▼▼▼

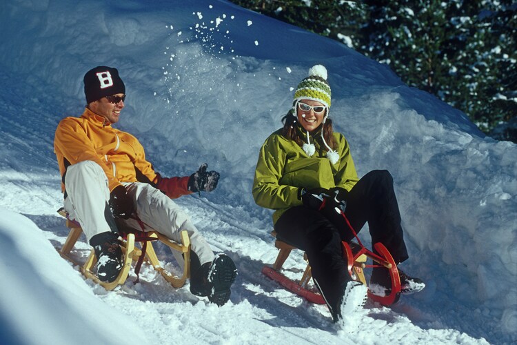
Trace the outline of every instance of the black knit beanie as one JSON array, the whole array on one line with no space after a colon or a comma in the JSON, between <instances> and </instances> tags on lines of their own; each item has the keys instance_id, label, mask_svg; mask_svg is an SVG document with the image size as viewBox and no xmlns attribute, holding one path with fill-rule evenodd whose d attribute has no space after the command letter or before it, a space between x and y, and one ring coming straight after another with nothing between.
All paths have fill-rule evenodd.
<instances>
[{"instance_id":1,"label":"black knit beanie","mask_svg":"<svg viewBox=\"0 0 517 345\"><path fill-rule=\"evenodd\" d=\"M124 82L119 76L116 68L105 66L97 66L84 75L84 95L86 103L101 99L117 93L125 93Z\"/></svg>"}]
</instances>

▲▲▲
▼▼▼

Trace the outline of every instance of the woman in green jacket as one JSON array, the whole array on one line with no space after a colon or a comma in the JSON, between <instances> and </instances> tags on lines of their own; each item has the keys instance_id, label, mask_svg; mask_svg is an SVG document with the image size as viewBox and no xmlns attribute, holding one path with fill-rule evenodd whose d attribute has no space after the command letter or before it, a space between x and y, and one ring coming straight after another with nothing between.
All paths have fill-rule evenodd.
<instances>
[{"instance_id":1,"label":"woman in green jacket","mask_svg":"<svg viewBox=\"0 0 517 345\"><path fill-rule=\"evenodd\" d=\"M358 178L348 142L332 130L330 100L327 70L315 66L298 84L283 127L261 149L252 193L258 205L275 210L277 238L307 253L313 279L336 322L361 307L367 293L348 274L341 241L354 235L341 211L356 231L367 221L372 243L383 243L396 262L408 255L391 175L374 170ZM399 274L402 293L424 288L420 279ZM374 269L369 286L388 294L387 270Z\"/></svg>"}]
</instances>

▲▲▲

Pick out every line of the items above that contains the word "Trace", and copy each one in full.

__OUTPUT FOR THIS EXERCISE__:
Trace the outline of every instance of the black knit beanie as one JSON array, the whole array on one line with no space after a colon or a comma in the JSON, between <instances> and </instances> tags on lines of their own; each item has the keys instance_id, label, mask_svg; mask_svg is an SVG document with the image size as viewBox and no xmlns attribute, holding one path with fill-rule evenodd whose d attribute has no space after the command letter or before it, a space between x and y, and one ring coming straight after another with nothing between.
Trace the outline of every instance of the woman in green jacket as one JSON array, the whole array on one line with no space after a colon or a comma in the JSON, between <instances> and </instances> tags on lines of their own; each item has the keys instance_id, label, mask_svg; mask_svg is an SVG document with the image size as viewBox and no xmlns attribute, holding one path with fill-rule evenodd whose d attribute has no space after the command letter or before it, a space between x and y, and one ring coming straight after another with nothing between.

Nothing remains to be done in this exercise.